- _TASK PROMPT_:
From the data below, please reproduce exactly everything from the line that contains "point(1064, 307)" down to the line that contains "point(589, 668)", with both ends included.
Top of ENTRIES SUPPLIED
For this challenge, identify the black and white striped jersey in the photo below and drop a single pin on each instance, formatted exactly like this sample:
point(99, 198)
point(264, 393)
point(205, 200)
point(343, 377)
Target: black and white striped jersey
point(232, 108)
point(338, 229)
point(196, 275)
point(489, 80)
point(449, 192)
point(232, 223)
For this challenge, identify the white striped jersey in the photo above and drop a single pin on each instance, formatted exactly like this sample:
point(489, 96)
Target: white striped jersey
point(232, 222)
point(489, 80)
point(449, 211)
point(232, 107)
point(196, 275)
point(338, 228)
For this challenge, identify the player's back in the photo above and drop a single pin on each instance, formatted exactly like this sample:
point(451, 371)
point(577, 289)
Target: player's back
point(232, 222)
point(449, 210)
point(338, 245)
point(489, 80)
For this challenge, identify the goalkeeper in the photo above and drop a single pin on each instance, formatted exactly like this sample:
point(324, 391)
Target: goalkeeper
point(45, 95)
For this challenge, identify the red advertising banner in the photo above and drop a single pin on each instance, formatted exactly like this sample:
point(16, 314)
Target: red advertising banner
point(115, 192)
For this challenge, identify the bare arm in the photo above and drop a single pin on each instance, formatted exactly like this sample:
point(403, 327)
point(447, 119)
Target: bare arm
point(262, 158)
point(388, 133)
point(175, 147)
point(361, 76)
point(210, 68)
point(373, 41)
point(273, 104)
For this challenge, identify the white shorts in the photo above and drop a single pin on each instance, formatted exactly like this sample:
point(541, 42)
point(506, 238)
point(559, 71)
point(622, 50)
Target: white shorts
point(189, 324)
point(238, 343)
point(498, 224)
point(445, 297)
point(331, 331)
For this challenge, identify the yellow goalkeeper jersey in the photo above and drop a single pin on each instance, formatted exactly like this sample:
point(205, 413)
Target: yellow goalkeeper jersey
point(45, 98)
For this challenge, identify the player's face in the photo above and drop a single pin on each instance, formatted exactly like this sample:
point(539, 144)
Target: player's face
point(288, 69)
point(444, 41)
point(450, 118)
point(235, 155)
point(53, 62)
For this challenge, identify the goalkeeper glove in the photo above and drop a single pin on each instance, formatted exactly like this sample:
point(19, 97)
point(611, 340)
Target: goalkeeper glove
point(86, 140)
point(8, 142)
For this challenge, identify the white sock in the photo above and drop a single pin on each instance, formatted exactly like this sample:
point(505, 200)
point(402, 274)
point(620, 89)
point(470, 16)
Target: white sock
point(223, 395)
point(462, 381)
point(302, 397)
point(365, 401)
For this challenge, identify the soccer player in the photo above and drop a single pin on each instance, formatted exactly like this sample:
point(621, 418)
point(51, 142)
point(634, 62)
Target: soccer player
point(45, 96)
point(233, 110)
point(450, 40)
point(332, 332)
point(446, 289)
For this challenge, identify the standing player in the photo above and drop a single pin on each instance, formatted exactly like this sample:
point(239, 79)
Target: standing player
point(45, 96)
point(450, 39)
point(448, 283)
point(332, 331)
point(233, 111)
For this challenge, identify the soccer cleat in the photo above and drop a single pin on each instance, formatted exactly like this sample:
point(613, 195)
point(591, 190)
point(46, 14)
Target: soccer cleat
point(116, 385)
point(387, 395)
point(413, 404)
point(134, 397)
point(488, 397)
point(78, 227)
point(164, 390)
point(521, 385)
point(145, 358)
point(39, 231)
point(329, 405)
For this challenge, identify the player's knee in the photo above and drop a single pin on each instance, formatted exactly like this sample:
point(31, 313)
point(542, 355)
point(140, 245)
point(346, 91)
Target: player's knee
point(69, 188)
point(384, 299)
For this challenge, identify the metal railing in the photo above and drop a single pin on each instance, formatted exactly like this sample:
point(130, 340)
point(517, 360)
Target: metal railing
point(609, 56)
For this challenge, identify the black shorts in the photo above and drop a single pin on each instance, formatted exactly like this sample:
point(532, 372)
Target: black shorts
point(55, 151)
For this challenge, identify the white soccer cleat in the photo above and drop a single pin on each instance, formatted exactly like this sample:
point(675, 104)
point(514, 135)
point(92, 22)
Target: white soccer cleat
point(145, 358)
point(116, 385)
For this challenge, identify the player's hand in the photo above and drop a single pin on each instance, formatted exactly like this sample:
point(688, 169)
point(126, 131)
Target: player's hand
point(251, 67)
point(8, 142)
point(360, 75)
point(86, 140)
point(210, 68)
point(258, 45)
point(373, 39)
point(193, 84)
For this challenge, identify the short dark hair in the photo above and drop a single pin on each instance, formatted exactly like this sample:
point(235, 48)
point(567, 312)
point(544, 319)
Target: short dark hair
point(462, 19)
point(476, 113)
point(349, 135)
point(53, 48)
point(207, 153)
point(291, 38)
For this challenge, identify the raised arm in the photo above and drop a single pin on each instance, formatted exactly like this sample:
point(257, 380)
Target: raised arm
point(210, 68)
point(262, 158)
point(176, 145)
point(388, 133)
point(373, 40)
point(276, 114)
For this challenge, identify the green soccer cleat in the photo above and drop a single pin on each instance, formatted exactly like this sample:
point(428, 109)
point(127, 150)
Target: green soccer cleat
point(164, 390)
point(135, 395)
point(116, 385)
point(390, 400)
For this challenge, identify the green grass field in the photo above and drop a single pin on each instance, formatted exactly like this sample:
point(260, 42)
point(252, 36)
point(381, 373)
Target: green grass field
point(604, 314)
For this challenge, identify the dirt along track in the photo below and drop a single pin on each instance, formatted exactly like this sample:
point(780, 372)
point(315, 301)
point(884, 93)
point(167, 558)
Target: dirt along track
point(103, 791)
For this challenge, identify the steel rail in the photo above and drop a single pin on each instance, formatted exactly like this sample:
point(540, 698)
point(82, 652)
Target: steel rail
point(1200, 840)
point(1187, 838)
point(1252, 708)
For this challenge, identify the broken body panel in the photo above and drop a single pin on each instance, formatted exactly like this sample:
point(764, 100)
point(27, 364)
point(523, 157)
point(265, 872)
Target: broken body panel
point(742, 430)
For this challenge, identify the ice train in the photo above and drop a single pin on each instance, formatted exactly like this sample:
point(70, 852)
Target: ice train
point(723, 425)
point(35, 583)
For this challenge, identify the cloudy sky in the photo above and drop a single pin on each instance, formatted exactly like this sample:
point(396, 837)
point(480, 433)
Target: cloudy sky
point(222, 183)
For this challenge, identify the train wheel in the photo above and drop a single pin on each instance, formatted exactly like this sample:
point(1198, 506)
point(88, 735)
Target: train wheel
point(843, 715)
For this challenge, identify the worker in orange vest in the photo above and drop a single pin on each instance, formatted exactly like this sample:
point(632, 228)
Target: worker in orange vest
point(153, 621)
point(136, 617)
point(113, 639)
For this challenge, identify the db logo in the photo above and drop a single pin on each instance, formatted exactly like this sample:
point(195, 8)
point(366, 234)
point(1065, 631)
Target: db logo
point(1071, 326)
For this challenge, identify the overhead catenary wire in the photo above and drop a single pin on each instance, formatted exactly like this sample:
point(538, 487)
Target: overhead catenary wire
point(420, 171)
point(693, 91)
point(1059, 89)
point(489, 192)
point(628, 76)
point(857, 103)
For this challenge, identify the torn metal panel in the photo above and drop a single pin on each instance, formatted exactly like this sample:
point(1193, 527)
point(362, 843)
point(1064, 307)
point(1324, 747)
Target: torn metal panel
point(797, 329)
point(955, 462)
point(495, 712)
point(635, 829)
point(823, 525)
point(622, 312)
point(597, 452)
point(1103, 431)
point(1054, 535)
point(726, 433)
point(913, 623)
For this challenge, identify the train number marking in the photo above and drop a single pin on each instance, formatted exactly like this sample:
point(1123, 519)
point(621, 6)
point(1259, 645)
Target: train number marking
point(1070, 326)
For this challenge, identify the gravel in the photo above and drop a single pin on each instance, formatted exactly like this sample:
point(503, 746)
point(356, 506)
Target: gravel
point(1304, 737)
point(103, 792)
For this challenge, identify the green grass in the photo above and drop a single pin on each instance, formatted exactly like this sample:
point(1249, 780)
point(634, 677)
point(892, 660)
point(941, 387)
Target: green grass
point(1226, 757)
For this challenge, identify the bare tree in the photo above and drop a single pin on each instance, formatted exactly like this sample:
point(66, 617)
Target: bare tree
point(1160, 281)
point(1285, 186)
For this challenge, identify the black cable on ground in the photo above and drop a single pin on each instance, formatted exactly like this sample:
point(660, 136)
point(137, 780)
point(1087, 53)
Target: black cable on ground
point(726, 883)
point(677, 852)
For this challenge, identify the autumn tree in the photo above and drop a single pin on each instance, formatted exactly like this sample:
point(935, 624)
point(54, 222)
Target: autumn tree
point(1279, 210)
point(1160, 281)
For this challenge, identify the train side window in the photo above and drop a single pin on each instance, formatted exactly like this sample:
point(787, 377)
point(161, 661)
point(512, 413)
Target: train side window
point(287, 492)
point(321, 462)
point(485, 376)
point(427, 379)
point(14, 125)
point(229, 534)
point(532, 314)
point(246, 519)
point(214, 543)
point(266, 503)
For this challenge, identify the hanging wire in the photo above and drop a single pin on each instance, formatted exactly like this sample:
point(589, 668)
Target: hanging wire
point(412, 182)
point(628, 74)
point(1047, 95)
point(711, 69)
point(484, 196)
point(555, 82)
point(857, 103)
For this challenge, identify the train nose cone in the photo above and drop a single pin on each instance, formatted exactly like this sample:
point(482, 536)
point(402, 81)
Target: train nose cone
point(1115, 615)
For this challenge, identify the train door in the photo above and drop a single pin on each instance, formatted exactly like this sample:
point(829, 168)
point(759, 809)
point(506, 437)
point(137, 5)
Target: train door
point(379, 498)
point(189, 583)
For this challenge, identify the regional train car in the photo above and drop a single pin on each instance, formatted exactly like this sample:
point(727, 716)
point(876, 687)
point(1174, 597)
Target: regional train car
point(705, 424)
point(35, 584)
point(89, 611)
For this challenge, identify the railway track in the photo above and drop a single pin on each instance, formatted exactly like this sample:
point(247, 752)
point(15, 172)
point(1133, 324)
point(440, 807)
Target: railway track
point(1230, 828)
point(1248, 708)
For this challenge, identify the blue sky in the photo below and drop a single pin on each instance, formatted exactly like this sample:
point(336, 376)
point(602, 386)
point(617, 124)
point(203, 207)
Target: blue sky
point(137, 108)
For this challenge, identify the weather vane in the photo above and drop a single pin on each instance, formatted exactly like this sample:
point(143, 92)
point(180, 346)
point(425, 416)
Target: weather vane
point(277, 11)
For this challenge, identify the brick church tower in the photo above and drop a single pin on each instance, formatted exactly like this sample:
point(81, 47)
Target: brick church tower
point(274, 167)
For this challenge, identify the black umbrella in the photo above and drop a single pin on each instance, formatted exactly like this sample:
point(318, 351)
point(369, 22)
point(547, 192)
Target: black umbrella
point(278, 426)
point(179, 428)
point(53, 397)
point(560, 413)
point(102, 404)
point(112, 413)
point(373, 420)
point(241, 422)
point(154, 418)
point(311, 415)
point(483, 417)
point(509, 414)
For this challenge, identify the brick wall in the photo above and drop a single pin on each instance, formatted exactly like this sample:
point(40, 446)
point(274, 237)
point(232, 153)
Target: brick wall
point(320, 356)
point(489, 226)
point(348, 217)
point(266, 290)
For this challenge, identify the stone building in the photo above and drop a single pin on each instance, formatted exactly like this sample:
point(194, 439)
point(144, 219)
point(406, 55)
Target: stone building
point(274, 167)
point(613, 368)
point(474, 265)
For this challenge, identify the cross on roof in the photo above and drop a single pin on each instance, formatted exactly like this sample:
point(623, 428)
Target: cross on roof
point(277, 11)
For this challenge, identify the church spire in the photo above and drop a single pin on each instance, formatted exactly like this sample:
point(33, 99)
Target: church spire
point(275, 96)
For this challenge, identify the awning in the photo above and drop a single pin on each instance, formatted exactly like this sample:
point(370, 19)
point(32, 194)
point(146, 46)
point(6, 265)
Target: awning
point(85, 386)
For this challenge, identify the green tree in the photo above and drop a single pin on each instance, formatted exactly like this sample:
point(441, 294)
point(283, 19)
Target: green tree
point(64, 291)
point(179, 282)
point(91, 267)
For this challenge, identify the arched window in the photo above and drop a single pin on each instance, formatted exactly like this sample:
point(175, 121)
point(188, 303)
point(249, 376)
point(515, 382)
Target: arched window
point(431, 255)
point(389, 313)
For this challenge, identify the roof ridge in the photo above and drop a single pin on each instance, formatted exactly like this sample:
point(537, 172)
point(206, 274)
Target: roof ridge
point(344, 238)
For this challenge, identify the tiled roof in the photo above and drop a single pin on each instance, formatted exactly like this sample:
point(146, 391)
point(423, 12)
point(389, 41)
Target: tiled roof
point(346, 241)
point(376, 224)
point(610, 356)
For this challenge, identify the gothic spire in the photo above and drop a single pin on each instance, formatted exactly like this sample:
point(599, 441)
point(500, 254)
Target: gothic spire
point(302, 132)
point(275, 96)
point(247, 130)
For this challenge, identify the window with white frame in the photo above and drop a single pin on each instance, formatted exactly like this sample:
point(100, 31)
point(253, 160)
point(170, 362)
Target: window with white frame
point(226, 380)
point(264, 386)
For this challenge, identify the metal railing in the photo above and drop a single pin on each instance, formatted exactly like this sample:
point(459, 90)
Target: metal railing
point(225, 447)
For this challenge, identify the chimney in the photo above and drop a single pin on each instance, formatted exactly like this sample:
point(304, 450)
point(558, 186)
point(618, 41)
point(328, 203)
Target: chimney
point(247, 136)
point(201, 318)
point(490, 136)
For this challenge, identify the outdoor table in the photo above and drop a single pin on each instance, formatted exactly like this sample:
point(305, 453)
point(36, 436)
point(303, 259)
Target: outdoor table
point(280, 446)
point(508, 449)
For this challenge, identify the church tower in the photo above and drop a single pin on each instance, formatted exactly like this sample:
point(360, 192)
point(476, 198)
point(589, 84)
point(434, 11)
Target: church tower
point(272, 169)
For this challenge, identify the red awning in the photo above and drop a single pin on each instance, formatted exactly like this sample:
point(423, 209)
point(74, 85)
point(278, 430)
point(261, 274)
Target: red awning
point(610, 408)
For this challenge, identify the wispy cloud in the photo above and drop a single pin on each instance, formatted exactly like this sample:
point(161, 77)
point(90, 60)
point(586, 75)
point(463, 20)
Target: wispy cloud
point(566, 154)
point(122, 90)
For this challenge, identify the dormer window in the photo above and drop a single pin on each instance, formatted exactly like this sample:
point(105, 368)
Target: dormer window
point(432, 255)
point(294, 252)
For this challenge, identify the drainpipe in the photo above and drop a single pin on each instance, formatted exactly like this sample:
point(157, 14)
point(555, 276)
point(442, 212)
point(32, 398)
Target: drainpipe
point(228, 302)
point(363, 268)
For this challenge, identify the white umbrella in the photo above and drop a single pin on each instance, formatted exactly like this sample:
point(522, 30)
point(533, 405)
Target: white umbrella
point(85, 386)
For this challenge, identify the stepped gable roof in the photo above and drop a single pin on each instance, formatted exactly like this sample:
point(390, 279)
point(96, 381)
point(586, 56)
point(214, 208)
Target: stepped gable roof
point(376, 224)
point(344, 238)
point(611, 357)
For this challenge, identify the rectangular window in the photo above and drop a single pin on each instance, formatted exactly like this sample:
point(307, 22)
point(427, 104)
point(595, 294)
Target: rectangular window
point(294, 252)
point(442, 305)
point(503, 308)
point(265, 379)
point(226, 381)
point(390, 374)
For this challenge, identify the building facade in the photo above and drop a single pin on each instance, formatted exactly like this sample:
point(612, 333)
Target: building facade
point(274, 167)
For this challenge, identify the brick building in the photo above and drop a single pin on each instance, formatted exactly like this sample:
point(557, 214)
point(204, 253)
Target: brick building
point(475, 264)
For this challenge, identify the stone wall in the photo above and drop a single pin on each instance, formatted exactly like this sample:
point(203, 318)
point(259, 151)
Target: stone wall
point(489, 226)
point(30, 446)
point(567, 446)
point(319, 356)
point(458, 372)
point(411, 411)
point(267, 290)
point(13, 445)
Bottom of ENTRIES SUPPLIED
- _RESULT BELOW_:
point(1064, 307)
point(1324, 747)
Target: torn metal panel
point(797, 329)
point(955, 462)
point(495, 712)
point(635, 829)
point(823, 525)
point(622, 312)
point(597, 452)
point(1103, 431)
point(1054, 535)
point(726, 433)
point(913, 623)
For this challenge, identify the train number marking in the photo above and drop a single pin on each instance, formatted exactly like this sample:
point(1123, 519)
point(621, 6)
point(1259, 645)
Target: train number marking
point(1070, 326)
For this challenge, identify the gravel in the photo above and drop a single pin on each instance, formatted exactly like this sample:
point(503, 746)
point(356, 506)
Target: gravel
point(1304, 737)
point(103, 792)
For this challenge, identify the green grass in the photo above and drop a single pin on each instance, formatted exactly like this sample:
point(1249, 780)
point(634, 677)
point(892, 660)
point(941, 387)
Target: green grass
point(1226, 757)
For this challenge, identify the bare tree in the photo above and drop a single pin on each instance, formatted exactly like this sample:
point(66, 617)
Target: bare tree
point(1160, 281)
point(1285, 186)
For this challenge, identify the black cable on ground in the photo above and drop a single pin on each instance, formatted exactly like this sample:
point(660, 136)
point(137, 780)
point(1087, 53)
Target: black cable on ground
point(726, 883)
point(677, 852)
For this challenge, identify the autumn tree in the photo above and drop a single pin on each instance, formatted exactly like this sample:
point(935, 624)
point(54, 222)
Target: autumn tree
point(1279, 210)
point(1160, 281)
For this challenge, identify the train side window in the photo above and drop a single pin on each instance, formatted exactly like this sample:
point(787, 377)
point(161, 661)
point(512, 413)
Target: train side window
point(287, 492)
point(321, 462)
point(485, 376)
point(427, 379)
point(14, 125)
point(229, 534)
point(532, 314)
point(246, 519)
point(214, 543)
point(266, 503)
For this challenge, identify the hanging wire in the photo above and drop a single pin on each instance, formatted exactly like this sample:
point(589, 668)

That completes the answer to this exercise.